* [Description of the task]
Copy out the rows from the line that contains "A note to the class: find the yellow-leaved" through the end of the rows, requests included. Raise every coordinate by 76.

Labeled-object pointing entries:
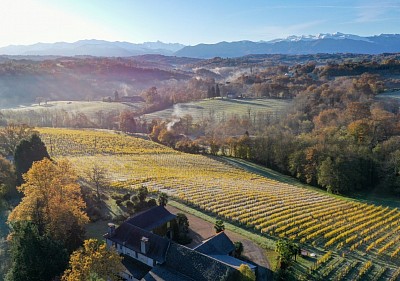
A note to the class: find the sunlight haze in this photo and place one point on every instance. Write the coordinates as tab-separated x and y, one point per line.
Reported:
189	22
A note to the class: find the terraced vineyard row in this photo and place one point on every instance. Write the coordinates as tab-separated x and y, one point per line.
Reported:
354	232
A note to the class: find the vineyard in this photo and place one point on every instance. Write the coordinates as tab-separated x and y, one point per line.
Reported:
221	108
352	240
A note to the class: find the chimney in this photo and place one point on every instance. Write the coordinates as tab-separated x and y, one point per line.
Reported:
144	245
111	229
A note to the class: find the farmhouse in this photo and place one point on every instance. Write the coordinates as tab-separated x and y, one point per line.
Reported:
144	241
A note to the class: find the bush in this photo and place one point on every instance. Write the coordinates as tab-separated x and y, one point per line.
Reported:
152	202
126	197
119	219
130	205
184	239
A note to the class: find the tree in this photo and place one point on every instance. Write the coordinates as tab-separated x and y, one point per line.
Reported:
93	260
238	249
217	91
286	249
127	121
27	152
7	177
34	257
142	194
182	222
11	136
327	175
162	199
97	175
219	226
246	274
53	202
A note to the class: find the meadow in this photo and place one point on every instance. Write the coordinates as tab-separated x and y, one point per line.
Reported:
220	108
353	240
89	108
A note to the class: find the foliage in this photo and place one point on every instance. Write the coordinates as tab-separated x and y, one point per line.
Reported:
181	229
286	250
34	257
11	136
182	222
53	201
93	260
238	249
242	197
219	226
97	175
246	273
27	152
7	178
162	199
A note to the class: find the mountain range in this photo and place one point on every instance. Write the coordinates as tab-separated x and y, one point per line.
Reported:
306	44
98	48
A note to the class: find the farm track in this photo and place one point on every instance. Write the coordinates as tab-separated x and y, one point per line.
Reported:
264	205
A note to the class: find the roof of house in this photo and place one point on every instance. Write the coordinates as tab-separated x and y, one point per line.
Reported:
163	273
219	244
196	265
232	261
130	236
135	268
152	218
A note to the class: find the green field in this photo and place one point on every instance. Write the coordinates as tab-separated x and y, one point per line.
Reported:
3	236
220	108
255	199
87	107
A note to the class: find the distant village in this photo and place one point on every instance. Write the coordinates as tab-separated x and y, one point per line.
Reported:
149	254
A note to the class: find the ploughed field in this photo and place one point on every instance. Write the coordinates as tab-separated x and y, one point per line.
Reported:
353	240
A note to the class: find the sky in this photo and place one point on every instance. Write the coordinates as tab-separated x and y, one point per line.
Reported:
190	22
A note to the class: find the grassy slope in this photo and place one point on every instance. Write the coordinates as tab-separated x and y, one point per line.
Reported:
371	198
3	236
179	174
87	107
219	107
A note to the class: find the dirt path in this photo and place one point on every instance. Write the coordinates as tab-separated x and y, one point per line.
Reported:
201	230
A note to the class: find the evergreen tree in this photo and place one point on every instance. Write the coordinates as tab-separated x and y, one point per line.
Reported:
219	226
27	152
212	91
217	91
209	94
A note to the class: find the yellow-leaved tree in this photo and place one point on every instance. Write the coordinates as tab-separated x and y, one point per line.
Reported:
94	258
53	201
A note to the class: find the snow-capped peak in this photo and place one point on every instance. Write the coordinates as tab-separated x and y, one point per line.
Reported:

* [Exercise solution]
A note to the class: find the yellow-leaved tree in this photo and place one point on every instance. Write the coordinates as tab-separated x and y, one point per line.
Reported:
170	334
129	277
A note to the class: find the snow-capped peak in this photo and place one point on every instance. Write the coordinates as tab-separated x and y, one point per line.
Reported:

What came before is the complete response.